→ GOAL: Please count how many lines in the listing below contain the string "black". Reply with only the number.

Saved data entries
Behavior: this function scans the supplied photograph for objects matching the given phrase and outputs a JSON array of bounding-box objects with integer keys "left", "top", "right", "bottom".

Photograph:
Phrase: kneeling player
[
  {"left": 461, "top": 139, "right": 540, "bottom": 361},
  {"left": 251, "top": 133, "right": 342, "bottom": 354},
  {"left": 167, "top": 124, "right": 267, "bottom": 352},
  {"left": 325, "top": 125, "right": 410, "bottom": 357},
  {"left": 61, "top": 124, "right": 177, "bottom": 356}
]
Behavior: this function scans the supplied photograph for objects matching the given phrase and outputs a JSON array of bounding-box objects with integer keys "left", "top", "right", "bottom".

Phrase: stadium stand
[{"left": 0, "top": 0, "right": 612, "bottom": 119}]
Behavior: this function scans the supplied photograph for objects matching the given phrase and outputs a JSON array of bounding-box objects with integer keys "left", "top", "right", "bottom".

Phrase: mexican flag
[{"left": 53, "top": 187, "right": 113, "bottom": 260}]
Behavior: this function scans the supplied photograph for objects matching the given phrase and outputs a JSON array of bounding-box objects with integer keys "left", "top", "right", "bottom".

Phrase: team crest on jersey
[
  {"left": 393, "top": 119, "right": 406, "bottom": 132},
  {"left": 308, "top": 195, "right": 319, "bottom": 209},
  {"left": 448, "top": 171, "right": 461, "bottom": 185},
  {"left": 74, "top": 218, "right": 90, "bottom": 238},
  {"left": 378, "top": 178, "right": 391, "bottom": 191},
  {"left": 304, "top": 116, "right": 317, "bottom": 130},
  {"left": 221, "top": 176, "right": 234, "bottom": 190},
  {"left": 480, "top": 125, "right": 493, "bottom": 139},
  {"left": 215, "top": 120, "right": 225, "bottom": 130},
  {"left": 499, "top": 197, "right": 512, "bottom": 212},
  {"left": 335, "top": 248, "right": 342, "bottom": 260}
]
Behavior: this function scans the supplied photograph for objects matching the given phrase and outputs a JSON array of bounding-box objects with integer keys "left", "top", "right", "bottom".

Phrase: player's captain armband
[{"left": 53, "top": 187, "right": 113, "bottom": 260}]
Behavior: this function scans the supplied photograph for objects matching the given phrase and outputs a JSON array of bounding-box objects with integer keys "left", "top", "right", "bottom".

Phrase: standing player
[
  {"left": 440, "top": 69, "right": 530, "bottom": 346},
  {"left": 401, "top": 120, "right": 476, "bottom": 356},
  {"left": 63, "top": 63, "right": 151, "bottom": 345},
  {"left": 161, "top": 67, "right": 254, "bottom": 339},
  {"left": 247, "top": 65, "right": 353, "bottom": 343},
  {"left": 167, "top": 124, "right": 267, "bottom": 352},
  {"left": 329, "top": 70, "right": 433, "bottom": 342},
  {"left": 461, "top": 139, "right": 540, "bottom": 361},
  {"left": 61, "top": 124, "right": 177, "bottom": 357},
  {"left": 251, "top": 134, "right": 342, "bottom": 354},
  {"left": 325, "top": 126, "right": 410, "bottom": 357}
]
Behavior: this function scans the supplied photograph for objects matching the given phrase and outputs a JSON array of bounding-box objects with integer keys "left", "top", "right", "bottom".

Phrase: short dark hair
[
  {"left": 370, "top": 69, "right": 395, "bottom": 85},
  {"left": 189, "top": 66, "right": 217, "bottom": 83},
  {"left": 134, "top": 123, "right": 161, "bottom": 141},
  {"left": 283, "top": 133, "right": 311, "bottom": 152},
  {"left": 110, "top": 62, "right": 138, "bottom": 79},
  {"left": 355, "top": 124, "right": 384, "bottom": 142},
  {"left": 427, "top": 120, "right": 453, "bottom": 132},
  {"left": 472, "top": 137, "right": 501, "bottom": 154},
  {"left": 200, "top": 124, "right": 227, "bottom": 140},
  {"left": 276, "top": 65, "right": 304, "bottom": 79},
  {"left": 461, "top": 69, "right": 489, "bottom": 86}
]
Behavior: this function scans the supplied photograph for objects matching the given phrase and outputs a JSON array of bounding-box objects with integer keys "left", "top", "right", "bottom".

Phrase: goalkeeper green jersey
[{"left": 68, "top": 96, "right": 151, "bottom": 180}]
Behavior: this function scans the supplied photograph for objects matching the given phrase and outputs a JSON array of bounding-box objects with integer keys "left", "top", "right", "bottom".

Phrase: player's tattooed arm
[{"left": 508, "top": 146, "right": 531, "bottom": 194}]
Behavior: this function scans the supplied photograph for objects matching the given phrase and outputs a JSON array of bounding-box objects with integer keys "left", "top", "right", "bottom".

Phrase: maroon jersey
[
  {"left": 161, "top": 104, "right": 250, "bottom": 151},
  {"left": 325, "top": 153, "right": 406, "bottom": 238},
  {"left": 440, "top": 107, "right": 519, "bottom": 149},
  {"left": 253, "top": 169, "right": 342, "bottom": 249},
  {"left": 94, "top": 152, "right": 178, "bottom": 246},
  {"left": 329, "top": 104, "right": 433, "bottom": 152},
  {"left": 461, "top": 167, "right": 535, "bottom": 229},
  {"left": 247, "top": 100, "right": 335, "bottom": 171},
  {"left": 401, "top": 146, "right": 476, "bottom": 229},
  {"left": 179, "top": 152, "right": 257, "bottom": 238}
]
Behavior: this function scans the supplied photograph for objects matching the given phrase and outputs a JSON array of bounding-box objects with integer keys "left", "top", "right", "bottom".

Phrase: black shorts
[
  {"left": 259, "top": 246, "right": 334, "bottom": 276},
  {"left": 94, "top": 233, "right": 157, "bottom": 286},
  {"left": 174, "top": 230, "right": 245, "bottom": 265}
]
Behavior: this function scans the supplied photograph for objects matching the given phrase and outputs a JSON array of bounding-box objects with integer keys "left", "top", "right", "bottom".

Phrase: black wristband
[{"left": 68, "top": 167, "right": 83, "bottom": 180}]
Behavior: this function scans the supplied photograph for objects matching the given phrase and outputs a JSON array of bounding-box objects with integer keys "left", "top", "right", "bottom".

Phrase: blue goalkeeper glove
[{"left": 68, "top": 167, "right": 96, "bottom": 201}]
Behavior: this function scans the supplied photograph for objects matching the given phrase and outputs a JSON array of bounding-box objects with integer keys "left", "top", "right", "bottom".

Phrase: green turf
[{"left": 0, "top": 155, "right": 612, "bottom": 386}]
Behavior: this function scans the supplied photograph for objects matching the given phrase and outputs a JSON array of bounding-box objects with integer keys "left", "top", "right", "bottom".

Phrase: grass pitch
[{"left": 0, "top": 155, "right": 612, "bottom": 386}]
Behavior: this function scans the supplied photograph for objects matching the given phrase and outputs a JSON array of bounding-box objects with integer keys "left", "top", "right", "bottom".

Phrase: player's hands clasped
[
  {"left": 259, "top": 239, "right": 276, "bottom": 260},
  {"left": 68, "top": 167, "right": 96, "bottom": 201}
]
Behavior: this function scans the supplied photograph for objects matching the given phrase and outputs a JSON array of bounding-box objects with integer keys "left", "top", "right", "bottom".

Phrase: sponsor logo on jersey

→ FULL SOLUTION: 2